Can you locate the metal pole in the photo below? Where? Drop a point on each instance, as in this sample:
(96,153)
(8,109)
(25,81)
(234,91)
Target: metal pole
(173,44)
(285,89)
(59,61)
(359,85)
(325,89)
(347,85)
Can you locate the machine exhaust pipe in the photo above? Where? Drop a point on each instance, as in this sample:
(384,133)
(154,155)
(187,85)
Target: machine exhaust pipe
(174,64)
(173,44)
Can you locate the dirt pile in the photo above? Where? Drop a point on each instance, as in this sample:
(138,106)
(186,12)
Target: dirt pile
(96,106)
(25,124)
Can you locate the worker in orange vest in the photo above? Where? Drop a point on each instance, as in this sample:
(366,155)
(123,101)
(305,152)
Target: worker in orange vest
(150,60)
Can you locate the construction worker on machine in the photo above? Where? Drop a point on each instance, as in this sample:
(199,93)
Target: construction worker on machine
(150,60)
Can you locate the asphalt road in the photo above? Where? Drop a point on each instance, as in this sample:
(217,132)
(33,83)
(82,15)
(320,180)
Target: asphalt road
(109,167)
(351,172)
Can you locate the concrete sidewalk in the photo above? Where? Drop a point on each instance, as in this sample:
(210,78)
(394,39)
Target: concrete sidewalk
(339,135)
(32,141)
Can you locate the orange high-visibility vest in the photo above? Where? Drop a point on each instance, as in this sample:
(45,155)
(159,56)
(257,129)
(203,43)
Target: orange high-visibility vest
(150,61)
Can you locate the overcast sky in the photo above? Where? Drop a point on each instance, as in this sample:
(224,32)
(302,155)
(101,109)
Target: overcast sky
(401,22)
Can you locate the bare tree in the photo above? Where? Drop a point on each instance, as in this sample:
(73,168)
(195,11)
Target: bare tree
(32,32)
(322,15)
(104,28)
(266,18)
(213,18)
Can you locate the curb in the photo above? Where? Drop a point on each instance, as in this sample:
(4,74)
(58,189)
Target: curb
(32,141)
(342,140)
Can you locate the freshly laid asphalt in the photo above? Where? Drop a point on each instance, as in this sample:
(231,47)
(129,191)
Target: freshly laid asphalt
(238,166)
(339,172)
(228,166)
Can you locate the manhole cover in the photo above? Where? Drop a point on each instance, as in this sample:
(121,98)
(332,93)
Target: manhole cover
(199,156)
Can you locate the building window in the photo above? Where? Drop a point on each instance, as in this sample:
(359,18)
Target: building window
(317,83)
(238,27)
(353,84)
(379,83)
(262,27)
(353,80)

* * *

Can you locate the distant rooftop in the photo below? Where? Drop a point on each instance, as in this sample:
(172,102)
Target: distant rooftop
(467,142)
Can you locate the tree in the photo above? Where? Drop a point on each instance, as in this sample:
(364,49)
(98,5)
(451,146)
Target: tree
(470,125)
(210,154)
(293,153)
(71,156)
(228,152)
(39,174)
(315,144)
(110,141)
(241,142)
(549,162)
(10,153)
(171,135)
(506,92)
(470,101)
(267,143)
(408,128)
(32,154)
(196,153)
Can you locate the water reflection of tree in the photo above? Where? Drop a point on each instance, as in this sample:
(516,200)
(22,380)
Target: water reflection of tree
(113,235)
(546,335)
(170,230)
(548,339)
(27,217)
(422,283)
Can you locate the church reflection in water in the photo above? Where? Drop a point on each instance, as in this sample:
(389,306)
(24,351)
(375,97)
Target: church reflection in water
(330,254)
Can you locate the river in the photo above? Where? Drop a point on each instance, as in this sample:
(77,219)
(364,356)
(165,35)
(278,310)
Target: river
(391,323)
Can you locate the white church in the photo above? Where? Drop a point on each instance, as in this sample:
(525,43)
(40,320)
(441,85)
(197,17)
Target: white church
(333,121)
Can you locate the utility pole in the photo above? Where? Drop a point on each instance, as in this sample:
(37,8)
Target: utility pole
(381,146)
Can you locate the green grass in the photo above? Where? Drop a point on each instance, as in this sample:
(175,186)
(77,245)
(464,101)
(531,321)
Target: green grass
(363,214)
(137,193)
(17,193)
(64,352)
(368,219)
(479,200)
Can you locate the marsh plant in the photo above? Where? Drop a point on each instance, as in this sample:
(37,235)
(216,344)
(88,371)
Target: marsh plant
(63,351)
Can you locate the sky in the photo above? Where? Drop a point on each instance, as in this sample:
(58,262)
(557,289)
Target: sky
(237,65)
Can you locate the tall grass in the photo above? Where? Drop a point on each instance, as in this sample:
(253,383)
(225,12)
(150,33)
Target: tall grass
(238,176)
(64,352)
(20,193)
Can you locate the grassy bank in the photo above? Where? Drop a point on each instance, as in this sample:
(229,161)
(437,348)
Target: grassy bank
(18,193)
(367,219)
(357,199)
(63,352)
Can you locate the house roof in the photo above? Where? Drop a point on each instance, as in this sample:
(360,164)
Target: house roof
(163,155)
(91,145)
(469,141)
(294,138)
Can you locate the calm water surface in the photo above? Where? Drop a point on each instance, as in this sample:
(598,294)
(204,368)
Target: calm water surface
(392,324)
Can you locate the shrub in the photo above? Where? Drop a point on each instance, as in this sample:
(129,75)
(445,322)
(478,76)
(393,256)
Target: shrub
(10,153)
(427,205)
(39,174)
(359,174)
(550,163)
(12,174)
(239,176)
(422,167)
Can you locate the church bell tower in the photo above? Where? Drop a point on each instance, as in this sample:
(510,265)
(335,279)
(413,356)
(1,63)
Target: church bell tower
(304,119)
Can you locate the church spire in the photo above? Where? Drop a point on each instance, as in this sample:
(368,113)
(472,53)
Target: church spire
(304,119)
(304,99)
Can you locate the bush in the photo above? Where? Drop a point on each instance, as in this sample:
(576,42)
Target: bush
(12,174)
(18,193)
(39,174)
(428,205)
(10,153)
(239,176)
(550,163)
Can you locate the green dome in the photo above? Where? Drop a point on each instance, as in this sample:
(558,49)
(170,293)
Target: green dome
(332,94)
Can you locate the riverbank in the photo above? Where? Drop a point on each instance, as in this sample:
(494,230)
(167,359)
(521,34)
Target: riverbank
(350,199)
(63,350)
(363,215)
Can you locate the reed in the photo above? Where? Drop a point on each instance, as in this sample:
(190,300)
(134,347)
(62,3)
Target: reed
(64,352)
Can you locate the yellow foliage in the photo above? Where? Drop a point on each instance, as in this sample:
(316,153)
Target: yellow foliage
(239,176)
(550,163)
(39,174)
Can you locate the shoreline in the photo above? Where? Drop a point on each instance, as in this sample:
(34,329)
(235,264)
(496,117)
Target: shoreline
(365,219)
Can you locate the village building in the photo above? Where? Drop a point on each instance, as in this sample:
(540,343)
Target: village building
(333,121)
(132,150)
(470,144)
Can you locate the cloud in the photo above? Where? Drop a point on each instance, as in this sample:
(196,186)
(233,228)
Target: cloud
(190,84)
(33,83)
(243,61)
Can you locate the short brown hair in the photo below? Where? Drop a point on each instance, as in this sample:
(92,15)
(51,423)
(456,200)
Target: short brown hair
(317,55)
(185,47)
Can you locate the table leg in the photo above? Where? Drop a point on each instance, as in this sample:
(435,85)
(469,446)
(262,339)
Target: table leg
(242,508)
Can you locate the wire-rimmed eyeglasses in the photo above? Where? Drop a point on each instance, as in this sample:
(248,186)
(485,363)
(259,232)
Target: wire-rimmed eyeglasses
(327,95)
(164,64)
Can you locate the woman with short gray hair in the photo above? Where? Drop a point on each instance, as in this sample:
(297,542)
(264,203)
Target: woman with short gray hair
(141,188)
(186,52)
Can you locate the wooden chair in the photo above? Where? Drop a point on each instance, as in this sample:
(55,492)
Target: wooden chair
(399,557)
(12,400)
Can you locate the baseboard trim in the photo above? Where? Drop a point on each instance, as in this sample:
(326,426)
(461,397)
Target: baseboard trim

* * *

▶ PROBLEM DESCRIPTION: How many lines in the records above contain the word "machine"? Reply with the number alone.

▶ ANSWER BELOW: 4